# GIVEN DATA start

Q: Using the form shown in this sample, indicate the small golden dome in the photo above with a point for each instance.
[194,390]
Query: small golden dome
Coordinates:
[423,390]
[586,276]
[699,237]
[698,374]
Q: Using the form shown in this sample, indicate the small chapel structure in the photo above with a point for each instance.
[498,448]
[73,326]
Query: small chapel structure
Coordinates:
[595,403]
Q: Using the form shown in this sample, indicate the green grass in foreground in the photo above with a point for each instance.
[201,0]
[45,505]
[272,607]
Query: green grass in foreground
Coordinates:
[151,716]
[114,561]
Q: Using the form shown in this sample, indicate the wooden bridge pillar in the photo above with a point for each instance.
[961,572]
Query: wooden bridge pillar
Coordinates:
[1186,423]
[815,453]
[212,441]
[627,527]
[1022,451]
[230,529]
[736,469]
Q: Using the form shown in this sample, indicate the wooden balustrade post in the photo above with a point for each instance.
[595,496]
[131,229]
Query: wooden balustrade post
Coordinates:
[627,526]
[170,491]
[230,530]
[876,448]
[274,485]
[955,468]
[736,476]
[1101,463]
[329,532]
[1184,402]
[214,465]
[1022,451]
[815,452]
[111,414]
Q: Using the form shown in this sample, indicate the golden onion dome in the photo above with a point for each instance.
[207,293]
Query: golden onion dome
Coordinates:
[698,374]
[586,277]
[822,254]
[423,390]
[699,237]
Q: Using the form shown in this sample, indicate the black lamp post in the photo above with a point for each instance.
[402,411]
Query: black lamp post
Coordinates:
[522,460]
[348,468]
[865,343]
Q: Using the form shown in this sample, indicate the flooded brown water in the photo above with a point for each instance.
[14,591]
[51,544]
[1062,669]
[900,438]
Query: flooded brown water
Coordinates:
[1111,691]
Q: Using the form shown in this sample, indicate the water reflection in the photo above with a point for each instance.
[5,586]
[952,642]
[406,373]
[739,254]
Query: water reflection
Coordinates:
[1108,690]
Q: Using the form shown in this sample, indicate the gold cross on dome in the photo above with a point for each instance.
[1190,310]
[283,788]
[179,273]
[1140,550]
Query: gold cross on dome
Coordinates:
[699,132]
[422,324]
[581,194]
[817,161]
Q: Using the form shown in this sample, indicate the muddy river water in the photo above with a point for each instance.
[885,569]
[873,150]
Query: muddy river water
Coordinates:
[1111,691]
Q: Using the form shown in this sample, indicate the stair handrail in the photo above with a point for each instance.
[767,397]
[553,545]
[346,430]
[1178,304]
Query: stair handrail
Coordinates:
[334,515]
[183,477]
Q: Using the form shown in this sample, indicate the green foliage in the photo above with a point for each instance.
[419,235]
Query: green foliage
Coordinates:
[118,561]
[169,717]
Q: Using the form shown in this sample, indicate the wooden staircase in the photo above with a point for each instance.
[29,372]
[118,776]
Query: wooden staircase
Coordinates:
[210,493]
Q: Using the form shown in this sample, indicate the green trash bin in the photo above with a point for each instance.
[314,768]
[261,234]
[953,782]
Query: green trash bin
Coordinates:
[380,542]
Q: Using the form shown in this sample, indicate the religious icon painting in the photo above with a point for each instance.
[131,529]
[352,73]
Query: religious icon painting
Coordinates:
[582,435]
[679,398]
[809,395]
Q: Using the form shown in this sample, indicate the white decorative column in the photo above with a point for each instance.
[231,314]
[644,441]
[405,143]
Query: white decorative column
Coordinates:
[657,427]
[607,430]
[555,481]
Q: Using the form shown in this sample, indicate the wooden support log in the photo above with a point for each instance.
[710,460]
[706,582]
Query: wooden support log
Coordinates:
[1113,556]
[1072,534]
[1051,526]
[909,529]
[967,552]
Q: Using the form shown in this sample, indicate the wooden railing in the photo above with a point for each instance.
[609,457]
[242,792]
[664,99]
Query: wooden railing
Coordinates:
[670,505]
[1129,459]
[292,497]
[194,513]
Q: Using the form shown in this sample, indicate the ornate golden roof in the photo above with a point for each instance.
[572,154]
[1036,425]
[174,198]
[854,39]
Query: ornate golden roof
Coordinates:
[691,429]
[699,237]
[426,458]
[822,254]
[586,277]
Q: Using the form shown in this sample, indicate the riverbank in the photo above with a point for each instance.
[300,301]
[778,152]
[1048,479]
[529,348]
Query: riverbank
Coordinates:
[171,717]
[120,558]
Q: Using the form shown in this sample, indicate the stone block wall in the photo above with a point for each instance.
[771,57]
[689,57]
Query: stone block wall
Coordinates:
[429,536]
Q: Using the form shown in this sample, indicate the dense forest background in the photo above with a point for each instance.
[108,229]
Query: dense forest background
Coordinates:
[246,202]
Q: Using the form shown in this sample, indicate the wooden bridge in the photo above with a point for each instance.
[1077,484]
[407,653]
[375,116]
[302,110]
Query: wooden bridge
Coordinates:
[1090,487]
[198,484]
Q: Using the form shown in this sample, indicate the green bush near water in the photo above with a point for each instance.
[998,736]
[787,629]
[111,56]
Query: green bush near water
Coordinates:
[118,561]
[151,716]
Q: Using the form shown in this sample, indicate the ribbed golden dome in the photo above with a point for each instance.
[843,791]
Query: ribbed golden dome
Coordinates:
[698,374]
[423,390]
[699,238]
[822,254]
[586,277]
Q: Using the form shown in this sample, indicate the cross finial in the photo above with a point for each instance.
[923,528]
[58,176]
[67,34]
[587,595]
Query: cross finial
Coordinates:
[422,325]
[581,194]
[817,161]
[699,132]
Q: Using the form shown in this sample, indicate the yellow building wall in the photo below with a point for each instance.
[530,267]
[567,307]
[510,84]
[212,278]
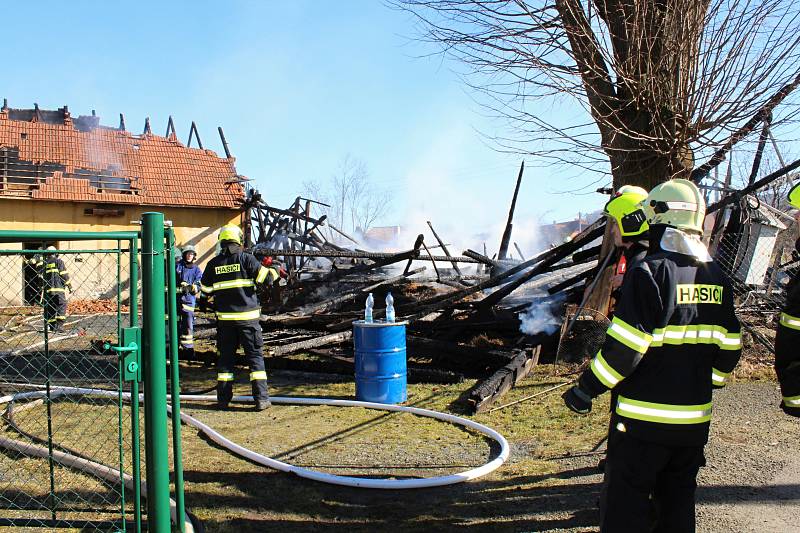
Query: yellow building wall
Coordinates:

# GIVEN DATA end

Without the pictures, repeat the listing above exactly.

Q: Using the form shown in this sample, indicate the small golden dome in the photo above with a point for each instance.
[194,390]
Query: small golden dome
Coordinates:
[423,390]
[586,276]
[699,237]
[698,374]
Q: Using the form shown in this sample, indicate the small chapel structure in the photo above with a point for each instance.
[498,448]
[73,326]
Query: small chapel structure
Coordinates:
[595,403]
Q: Using the form shown in this sample, indicate the green grass in foreground in the photo above with a point for each instance.
[201,0]
[45,505]
[272,607]
Query: green grass in foreground
Coordinates:
[151,716]
[114,561]
Q: Using the form shown in this sample, indicate the wooden bridge pillar in the photo above with a point for each instance.
[961,572]
Query: wooden bridge pillar
Coordinates:
[1186,423]
[815,453]
[212,441]
[627,527]
[1022,451]
[230,529]
[736,469]
Q: Using the form shown in this sample, indicate the wooden balustrade post in the photo above with a point for each instance.
[595,496]
[131,229]
Query: wooden balustrade post
Coordinates:
[627,526]
[170,491]
[230,530]
[876,448]
[274,485]
[955,468]
[736,476]
[1101,463]
[329,532]
[1184,402]
[214,465]
[1022,451]
[815,452]
[111,414]
Q: Using the form shown in this sample, indicate the golden onion dome in the photo above with a point for each instance.
[207,293]
Query: golden onion dome
Coordinates:
[698,374]
[586,277]
[822,254]
[423,390]
[699,237]
Q: Using the form shown in this sample, indicate the black lamp post in the photo above with a point for each instance.
[402,411]
Query: black lamp post
Coordinates:
[522,460]
[348,468]
[865,343]
Q: Using the form shown in this sample, indicate the flooded brown water in the photo above with a point for each instance.
[14,591]
[51,544]
[1062,669]
[900,438]
Query: flooded brown water
Coordinates:
[1111,691]
Q: Using the form shown in this sample, indicate the water reflection in the photo above with a point for each instance.
[5,586]
[952,642]
[406,373]
[739,254]
Query: water reflection
Coordinates:
[1108,690]
Q: Using the form shown in this sample, indicate the gold cross on dome in the photo above with a point for each instance.
[1190,310]
[283,788]
[179,273]
[1140,550]
Query: gold cross on dome
Coordinates:
[699,132]
[422,324]
[581,194]
[817,161]
Q: Using the form shown in this sample, indicate the muddy river water in the photo above with a point for each instance.
[885,569]
[873,150]
Query: muddy river water
Coordinates:
[1111,691]
Q: Using the form shown in this sample, indicate the stair handrail in the photo above with a point for each instance.
[767,397]
[553,545]
[346,430]
[1178,304]
Query: stair handrail
Coordinates:
[334,515]
[183,477]
Q: Using the form shown in this sample, indicate the green foliage in the photo above with a point for each instance.
[419,235]
Query: green foliage
Coordinates:
[118,561]
[169,717]
Q: Using the form shown in this sample, indicate the wooden staircase in the photo above with a point for each instance.
[29,372]
[118,776]
Query: wooden staircase
Coordinates:
[210,493]
Q: Using the form shown in this sample, indicate the green trash bin in the photo above with a point for each instance.
[314,768]
[261,234]
[953,782]
Query: green trash bin
Coordinates:
[380,542]
Q: Using the form shown in this sample, indicate the religious icon painting in the photo above with a point for each instance.
[131,529]
[352,73]
Query: religious icon painting
Coordinates:
[582,435]
[679,398]
[809,395]
Q: Using the form shown in this sample, indicate the white decorative column in the photo above with a point for each instance.
[231,314]
[644,441]
[405,143]
Query: white decorative column
Coordinates:
[657,427]
[607,430]
[555,481]
Q: Using the form shown in this sample, indicate the wooden support log in the photo above with a point for each instance.
[710,460]
[706,582]
Query: wooden support log
Coordinates:
[1113,556]
[1072,534]
[1051,526]
[909,529]
[967,552]
Q: Using the form shown in this sample, indicate the wooden railing in the photo above with a point for each instance.
[609,457]
[242,792]
[664,99]
Query: wooden railing
Coordinates:
[670,505]
[1129,459]
[292,497]
[194,513]
Q: Using the form shown in this sample, indicate the ornate golden roof in the photo above with a point for each instance.
[572,154]
[1036,425]
[174,198]
[854,39]
Query: ornate golden roof
Coordinates:
[691,429]
[699,237]
[426,458]
[822,254]
[586,277]
Q: Using the form shown in this sample, indicate the riverbank in the photo above with a point for each instance.
[300,301]
[778,152]
[1048,479]
[529,348]
Query: riverbank
Coordinates:
[171,717]
[120,558]
Q: Using the form shown in this sample, indicate the stone block wall in the photo above with a point for each instance.
[771,57]
[689,57]
Query: stone block wall
Coordinates:
[429,536]
Q: Using the form shown in this sample, indicate the dense forest background in the photo above with a point for each instance.
[108,229]
Query: dense forest background
Coordinates:
[246,202]
Q: Using the form shown in this sample, indicate the wooden bridge in the photo above with a point for each instance.
[1077,484]
[407,653]
[375,116]
[302,110]
Query: wooden bridge
Coordinates:
[1090,487]
[198,484]
Q: Using the form shown in this sample, indicate the green bush near water in the photo above with a point for each instance.
[998,736]
[787,629]
[111,56]
Query: green bush near water
Coordinates:
[118,561]
[151,716]
Q: Using the form shown in this sample, indicate the ribbed golden dome in the photo above with a point for each instance.
[843,791]
Query: ribbed golden dome
Coordinates:
[698,374]
[423,390]
[699,238]
[822,254]
[586,277]
Q: Using the form shown in this sample, indicate the cross finial in the photo above with a point for each instance.
[923,528]
[58,176]
[67,34]
[587,595]
Query: cross finial
Coordinates:
[422,325]
[581,194]
[817,161]
[699,132]
Q: Using the form shown in this sample, indicate the yellow building wall in the photo below with a point for each instance.
[530,267]
[567,307]
[510,84]
[212,278]
Query: yellow building wall
Coordinates:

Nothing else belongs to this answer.